APPLY WHAT YOU READ =>
A. Translate this sentence from the article on composite metal foam armor into Spanish: "The goal of the test was to find out the composite metal foam’s capabilities in vehicle protection roles."
B. According to the article on composite metal foam armor, what certification did the 1″ thick plate get in the 2017 test?
C. Carry on the article on composite metal foam armor from its last sentence.

EXTRACT TO READ =>
BEGIN

Composite Metal Foam (CMF) Armor Withstands Explosion of 23mm HEI Shells
About a year ago, Professor Afsaneh Rabiei of North Carolina State University developed composite metal foam (CMF) armor plates. In a test conducted in 2017, the 1″ thick plate performed impressively against small arms bullets and managed to get NIJ Level IV certification. You can find below the video footage of that test.
Recently, the NC State University has published an update on the CMF technology testing. Their joint tests with the U.S. Army’s Aviation Applied Technology Directorate showed that the CMF armor is capable of stopping the shrapnel from high explosive-incendiary (HEI) projectiles of 23x152mmB rounds. The most common weapon chambered in this caliber is the Soviet ZU-23 anti-aircraft double barrel autocannon which is widely used in current conflict zones in anti-materiel and anti-personnel roles. The goal of the test was to find out the composite metal foam’s capabilities in vehicle protection roles.

END

RECORDS SUPPLIED =>
BEGIN

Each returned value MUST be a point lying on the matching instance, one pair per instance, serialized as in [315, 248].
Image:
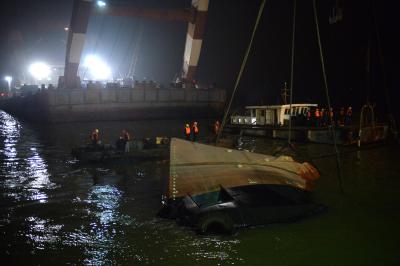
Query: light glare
[101, 3]
[97, 68]
[8, 79]
[39, 70]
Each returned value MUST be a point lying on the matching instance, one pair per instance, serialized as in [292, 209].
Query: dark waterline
[55, 211]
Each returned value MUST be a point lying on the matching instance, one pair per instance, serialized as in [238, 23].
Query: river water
[54, 210]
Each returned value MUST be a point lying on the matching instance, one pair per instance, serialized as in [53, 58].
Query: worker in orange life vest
[195, 130]
[95, 137]
[317, 117]
[187, 132]
[308, 117]
[126, 137]
[341, 116]
[216, 127]
[331, 118]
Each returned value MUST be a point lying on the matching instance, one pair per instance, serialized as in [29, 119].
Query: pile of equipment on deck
[140, 149]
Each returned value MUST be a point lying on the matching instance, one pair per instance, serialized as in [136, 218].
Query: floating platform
[212, 187]
[345, 135]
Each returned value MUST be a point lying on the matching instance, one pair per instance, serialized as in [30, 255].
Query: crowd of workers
[191, 133]
[324, 117]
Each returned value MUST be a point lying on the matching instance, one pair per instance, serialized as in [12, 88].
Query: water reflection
[25, 172]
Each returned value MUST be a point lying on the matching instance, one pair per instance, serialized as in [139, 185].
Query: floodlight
[97, 68]
[39, 70]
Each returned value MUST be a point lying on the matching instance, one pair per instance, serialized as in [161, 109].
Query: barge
[214, 188]
[272, 121]
[116, 103]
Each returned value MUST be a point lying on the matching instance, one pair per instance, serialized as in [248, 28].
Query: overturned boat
[219, 189]
[139, 149]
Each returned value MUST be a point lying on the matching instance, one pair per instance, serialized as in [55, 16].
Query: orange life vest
[187, 130]
[94, 136]
[216, 128]
[349, 112]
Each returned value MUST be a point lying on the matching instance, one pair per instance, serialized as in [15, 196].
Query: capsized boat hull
[212, 185]
[138, 151]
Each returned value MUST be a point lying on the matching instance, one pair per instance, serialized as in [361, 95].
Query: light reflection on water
[55, 211]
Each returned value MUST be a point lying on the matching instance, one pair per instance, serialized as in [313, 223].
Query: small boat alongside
[145, 149]
[219, 189]
[272, 121]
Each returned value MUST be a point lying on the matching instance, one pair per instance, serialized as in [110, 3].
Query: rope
[291, 73]
[380, 52]
[332, 127]
[135, 53]
[260, 11]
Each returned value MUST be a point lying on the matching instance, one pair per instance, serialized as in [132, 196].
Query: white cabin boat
[274, 115]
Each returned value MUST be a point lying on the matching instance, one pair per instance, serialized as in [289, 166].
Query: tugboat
[144, 149]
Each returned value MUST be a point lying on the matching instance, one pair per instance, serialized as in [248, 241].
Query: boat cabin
[272, 114]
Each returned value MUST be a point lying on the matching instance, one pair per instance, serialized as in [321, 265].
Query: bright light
[39, 70]
[8, 79]
[97, 68]
[101, 3]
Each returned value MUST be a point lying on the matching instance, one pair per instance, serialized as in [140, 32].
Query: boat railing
[242, 120]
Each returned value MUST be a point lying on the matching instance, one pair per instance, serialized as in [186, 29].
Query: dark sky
[33, 30]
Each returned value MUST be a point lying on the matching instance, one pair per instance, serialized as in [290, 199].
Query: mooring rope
[291, 73]
[332, 127]
[260, 11]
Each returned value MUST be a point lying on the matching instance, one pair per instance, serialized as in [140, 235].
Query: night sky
[34, 30]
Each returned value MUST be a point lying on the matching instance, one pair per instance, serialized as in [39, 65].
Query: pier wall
[95, 104]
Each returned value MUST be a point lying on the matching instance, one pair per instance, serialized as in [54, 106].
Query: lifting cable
[332, 127]
[129, 48]
[260, 11]
[97, 36]
[135, 52]
[291, 73]
[380, 52]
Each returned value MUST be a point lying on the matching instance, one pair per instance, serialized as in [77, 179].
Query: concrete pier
[94, 104]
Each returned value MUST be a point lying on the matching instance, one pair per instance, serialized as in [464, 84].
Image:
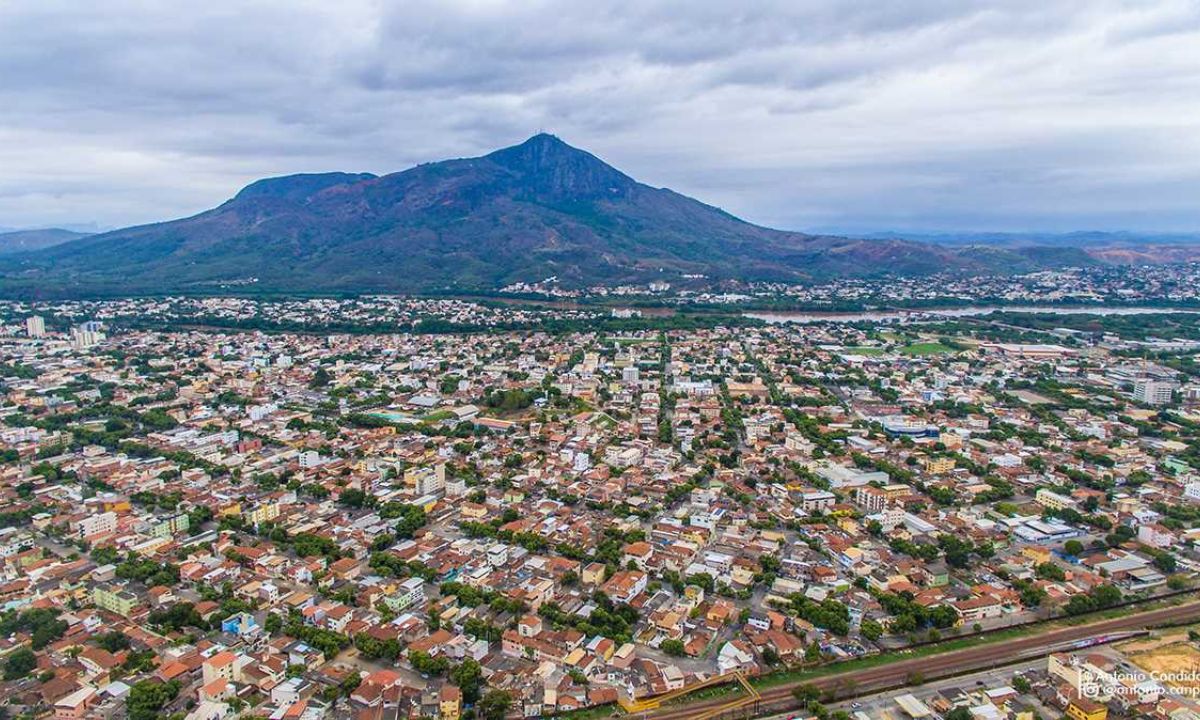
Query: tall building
[425, 479]
[35, 327]
[1153, 391]
[87, 335]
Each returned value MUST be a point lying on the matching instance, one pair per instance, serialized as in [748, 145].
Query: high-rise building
[35, 327]
[87, 335]
[1153, 391]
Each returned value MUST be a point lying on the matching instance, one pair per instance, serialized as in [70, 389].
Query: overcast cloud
[859, 115]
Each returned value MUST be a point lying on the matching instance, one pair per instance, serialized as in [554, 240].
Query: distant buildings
[1156, 393]
[87, 335]
[35, 327]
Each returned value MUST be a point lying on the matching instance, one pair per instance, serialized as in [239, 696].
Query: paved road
[946, 664]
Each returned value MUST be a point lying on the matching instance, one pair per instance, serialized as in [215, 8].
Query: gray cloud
[870, 114]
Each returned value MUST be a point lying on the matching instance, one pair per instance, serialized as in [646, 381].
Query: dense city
[389, 507]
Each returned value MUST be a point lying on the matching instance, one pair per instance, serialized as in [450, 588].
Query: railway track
[894, 675]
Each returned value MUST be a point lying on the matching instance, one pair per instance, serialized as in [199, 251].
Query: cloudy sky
[857, 115]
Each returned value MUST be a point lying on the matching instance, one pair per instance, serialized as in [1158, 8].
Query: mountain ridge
[525, 213]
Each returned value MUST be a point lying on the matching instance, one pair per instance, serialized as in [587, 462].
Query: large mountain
[526, 213]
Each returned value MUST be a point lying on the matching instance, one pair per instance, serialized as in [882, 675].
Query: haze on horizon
[917, 114]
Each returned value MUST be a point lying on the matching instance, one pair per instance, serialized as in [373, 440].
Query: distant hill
[1083, 239]
[526, 213]
[28, 240]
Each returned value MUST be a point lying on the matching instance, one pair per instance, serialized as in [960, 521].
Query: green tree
[19, 664]
[493, 706]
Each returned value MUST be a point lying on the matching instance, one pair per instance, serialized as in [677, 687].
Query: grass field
[927, 348]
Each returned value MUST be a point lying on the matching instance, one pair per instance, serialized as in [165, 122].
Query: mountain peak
[300, 187]
[553, 169]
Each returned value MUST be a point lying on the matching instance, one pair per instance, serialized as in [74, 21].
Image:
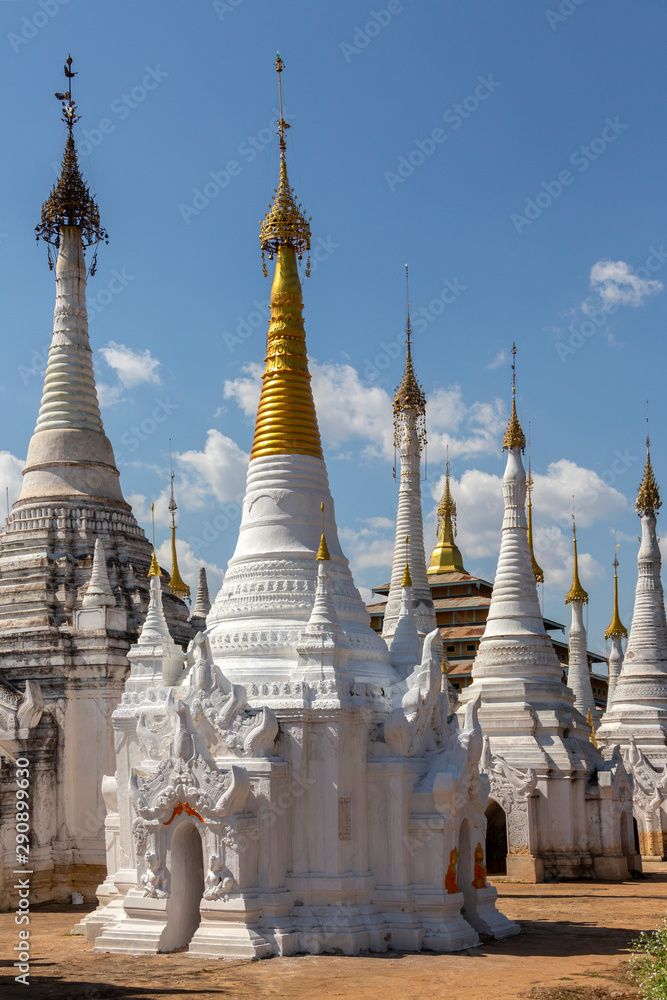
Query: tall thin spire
[538, 572]
[286, 420]
[446, 557]
[409, 439]
[648, 497]
[576, 592]
[616, 627]
[176, 583]
[514, 436]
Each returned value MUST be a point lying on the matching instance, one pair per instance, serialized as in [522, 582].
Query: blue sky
[512, 153]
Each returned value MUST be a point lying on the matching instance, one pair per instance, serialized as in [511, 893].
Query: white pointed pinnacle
[155, 628]
[99, 592]
[323, 617]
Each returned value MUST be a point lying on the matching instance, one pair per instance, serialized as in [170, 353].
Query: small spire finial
[577, 592]
[285, 224]
[323, 552]
[648, 497]
[514, 436]
[154, 569]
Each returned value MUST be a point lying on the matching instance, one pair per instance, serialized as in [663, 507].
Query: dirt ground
[573, 946]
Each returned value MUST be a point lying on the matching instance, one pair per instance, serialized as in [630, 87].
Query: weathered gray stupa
[73, 582]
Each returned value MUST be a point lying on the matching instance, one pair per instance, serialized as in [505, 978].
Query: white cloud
[366, 415]
[132, 367]
[216, 474]
[617, 284]
[11, 477]
[479, 500]
[499, 360]
[188, 566]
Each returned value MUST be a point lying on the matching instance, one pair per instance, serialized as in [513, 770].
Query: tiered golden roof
[409, 398]
[577, 592]
[616, 628]
[514, 436]
[446, 557]
[286, 420]
[177, 584]
[70, 202]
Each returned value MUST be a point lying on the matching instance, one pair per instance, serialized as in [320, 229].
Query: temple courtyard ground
[574, 946]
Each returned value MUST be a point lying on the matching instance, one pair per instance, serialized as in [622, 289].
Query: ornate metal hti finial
[70, 202]
[577, 592]
[648, 498]
[514, 436]
[285, 224]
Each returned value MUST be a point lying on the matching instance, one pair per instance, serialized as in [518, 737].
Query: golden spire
[514, 436]
[446, 557]
[323, 551]
[648, 498]
[577, 592]
[70, 202]
[154, 569]
[178, 586]
[616, 628]
[407, 579]
[286, 420]
[538, 573]
[409, 396]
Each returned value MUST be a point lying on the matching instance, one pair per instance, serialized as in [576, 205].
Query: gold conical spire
[616, 627]
[446, 557]
[648, 498]
[323, 552]
[178, 586]
[514, 436]
[70, 202]
[409, 397]
[538, 572]
[577, 592]
[286, 420]
[154, 568]
[407, 579]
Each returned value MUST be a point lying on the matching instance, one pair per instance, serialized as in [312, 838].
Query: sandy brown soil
[574, 946]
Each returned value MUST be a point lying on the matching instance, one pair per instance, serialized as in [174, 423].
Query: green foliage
[648, 964]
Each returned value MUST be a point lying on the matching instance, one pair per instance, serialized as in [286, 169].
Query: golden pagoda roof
[446, 557]
[576, 592]
[538, 572]
[70, 202]
[286, 419]
[616, 627]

END

OUTPUTS IN ORDER =>
A. El objetivo de la prueba era averiguar las capacidades de la espuma metálica compuesta en funciones de protección de vehículos.

B. NIJ Level IV certification.

C.
They fired a 23mm HEI round at a 2.3mm thick aluminum strike plate with 9.5mm and 16.75mm steel-CMF plates located at an 18″ distance behind the strike plate. The HEI shell exploded on impacting and penetrating the aluminum plate applying all the explosion force and shrapnel to the CMF plates. You can see that test in the video embedded below.
Both CMF plates managed to withstand the shockwave of the explosion. The thicker 16.75mm plate stopped all the fragments of the exploded projectile whereas the 9.5mm plate was penetrated by some of them. According to the researchers, a 10mm plate would have sufficient thickness to stop all the shrapnel fragments.
Here is what Afsaneh Rabiei said about this test:
In short, we found that steel-CMF offers much more protection than all other existing armor materials while lowering the weight remarkably. We can provide as much protection as existing steel armor at a fraction of the weight – or provide much more protection at the same weight.
Many military vehicles use armor made of rolled homogeneous steel, which weighs three times as much as our steel-CMF. Based on tests like these, we believe we can replace that rolled steel with steel-CMF without sacrificing safety, better blocking not only the fragments but also the blast waves that are responsible for trauma such as major brain injuries. That would reduce vehicle weight significantly, improving fuel mileage and vehicle performance.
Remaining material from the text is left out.